__EXERCISE TEXT__.
--------
Experiments
Overview
Learn about the key concepts of Latitude experiments
What are Experiments?
Experiments in Latitude are a feature that let you systematically test, evaluate, and compare different prompt configurations, model versions, and parameters (like temperature) across a dataset. This enables you to find out which prompts and models work best for your use case, using real, measurable results.
How Experiments Work
-
Run Location: You can run experiments directly from the Prompt Playground or from a Latitude Evaluation
-
Experiments Tab: Each prompt in Latitude has an Experiments tab, where you can compare results from different experiments side-by-side.
Experiment Components
- Prompt Variants: Test different prompt wordings, instructions, or templates.
- Model Versions:
Compare outputs from different models (e.g.,
gpt-4.1
,gpt-4.1-mini
). - Parameters: Adjust settings like temperature to influence model behavior.
- Evaluations: Attach evaluation metrics (e.g., accuracy, sentiment analysis) to automatically assess experiment outputs.
Running an Experiment
- Define Variants: Choose your prompt(s), model, and settings.
- Pick Evaluations: Select which evaluation metrics to run (optional).
- Select Dataset: Pick or generate a dataset to use for testing.
Click Run Experiment to execute, and Latitude will process each combination and display the results.
Comparing Experiments
- Use the Experiments tab to select and compare multiple experiment runs.
- Review metrics like accuracy, cost, duration, and token usage.
- See detailed results, including logs and evaluation scores, for each experiment.
Benefits
- Objective Comparison: Quickly see which prompts and models perform best on your tasks.
- Visual Analysis: Side-by-side results make differences easy to spot.
- Cost Tracking: Monitor token and cost usage for each variant.
--------
__DATASET CONTENT__.
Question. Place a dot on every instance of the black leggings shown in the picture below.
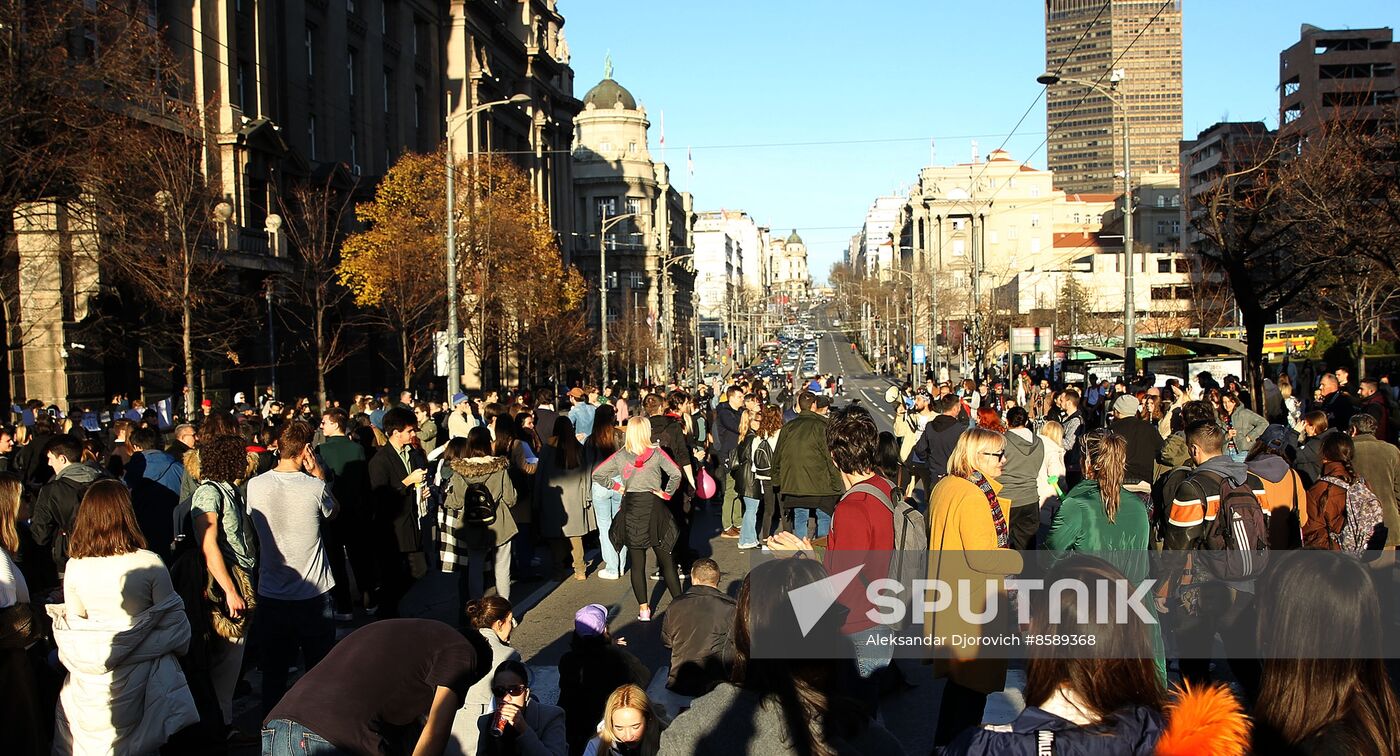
--------
__WHAT YOU HAVE TO DO__.
Reproduce the Latitude experiments overview from above in full, word for word.

__TASK RESULT__.
Experiments
Overview
Learn about the key concepts of Latitude experiments
What are Experiments?
Experiments in Latitude are a feature that let you systematically test, evaluate, and compare different prompt configurations, model versions, and parameters (like temperature) across a dataset. This enables you to find out which prompts and models work best for your use case, using real, measurable results.
How Experiments Work
-
Run Location: You can run experiments directly from the Prompt Playground or from a Latitude Evaluation
-
Experiments Tab: Each prompt in Latitude has an Experiments tab, where you can compare results from different experiments side-by-side.
Experiment Components
- Prompt Variants: Test different prompt wordings, instructions, or templates.
- Model Versions:
Compare outputs from different models (e.g.,
gpt-4.1
,gpt-4.1-mini
). - Parameters: Adjust settings like temperature to influence model behavior.
- Evaluations: Attach evaluation metrics (e.g., accuracy, sentiment analysis) to automatically assess experiment outputs.
Running an Experiment
- Define Variants: Choose your prompt(s), model, and settings.
- Pick Evaluations: Select which evaluation metrics to run (optional).
- Select Dataset: Pick or generate a dataset to use for testing.
Click Run Experiment to execute, and Latitude will process each combination and display the results.
Comparing Experiments
- Use the Experiments tab to select and compare multiple experiment runs.
- Review metrics like accuracy, cost, duration, and token usage.
- See detailed results, including logs and evaluation scores, for each experiment.
Benefits
- Objective Comparison: Quickly see which prompts and models perform best on your tasks.
- Visual Analysis: Side-by-side results make differences easy to spot.
- Cost Tracking: Monitor token and cost usage for each variant.